# Passage shown
# Lizardmen Cold One Cavalry, worth it?



## the-graven (Apr 26, 2010)

I've used the cold ones a few times but they never worked out for me they don't make worht their cost(wich is way too high), do I pllay suckish or are they not worth it?


----------



## Vaz (Mar 19, 2008)

They recieved a points drop, and if memory serves an additional point ofArmour over 6th edition. 

However, the point remains that other than a 2+ Armour Save and additional point of movement, there's absolutely nothing that a Kroxigor can't do, and do better.

If they were M8, or had move through terrain, then maybe - they'd be effecient flankers then. But they're not, and don't hit as hard or are as resilient as Kroxigors.


----------



## the-graven (Apr 26, 2010)

So i'll should go for kroxi's?
The kroxi's are worth the points?, i found they've been weakened since their strenght is lowered.The only difference with saurus is: they are faster, have 3 wounds, and 1 attk xtra, the only thing that makes their strenght more is that they wear a great weapon. This just isn't right, i mean kroxi's are twice as big, GW is getting stupid and loses it's sense of logica!


----------



## Vaz (Mar 19, 2008)

Join the moan queue. Kroxi's are better than Saurus for the simple matter is that they're tougher. While you only need to kill one Saurus to remove 2 attacks, you need to cause the equivalent of 3 Saurus kills to even begin to dent a Kroxigor unit - at which point your Kroxigors are still going to cause more damage due to more attacks and higher strength.

Of course they're not as strong as they used to be - that was why they used to be so abused with Skink Blowpipe hordes.


----------



## the-graven (Apr 26, 2010)

i guess i'll try, though the list i am working on has serious problems with the points since i spent too much on characters


----------



## Jormi_Boced (Jan 10, 2009)

I like CoC in the new book a lot. They have three attacks per model including the cold ones, so that is like 6 attacks in the space of one kroxigor. They have way better armor and can have a standard and even a magic standard.


----------



## murdock129 (Apr 3, 2008)

Cold One Riders are like the Orc Boar Boyz, their not worth their rather high points. You'd do better to take Kroxigors, I know I'm doing much better with mine


----------



## Durzod (Nov 24, 2009)

# Data shown
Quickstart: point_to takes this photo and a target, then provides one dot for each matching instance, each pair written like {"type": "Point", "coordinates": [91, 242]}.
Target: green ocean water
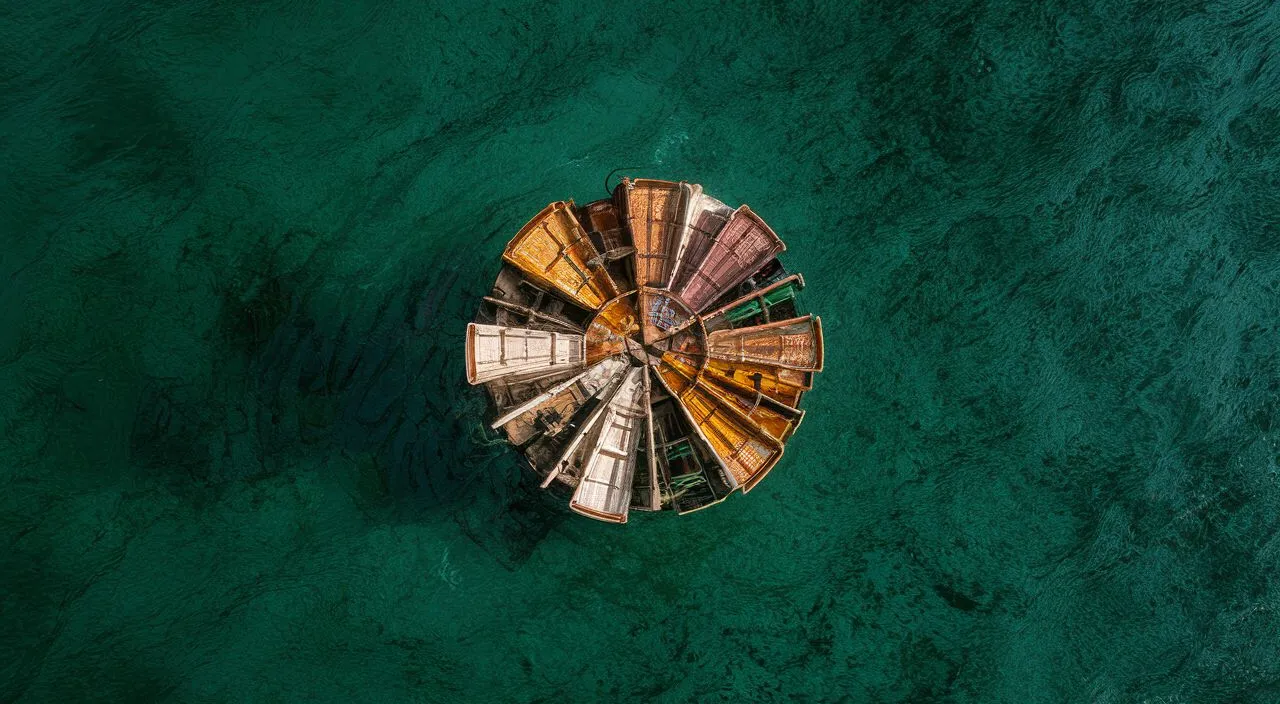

# Exercise requirements
• A. In the forum thread on Cold One Cavalry, what does Jormi_Boced say the Cold One riders can carry?
• B. Carry on the forum thread on Cold One Cavalry after its final line by writing the post that comes next.

# Answer set
• A. A standard, and even a magic standard.

• B.
Don't obsess over "Getting their points back". Some units never will get their points back, but serve an important role thru intimidation/ attracting fire. It all depends on how you use the units. Something that nobody has mentioned is economic: Cold One Cav are plastic and come in boxes of 8 figs. Kroxigors are metal and sold individually. That isn't to say you shouldn't ignore kroxies just because they're spendy or take cold ones because they aren't.
But in these times it's a consideration.
I tend to use a unit of 11 skinks with a musician and krox as my flank force. They get rank bonuses, cause fear, and have 3 strong attacks. Not to mention that the krox has a higher LD. Then I throw in 9 Cold ones with a scar vet as a hard-hitting, fairly mobile unit to support my blocks of saurus and Temple Guard. I realize the coldies are going to be stupid at least once per game, but their MV allows them to catch up after the inevitable hiccup. And they absorb enough attention to allow the rest of my army to come in and do the real damage. They don't necessarily earn their points, but they enable the rest of the army to do its job. Why 10 coldies? They cannot be ignored. 5 coldies can be allowed to go a turn without being shot at, but few players will ignore the 10 coldies. I figure on losing 5 or 6 of them going in, bu that still leaves 4 or 5 getting to the enemy in support of the 20 man infantry blocks.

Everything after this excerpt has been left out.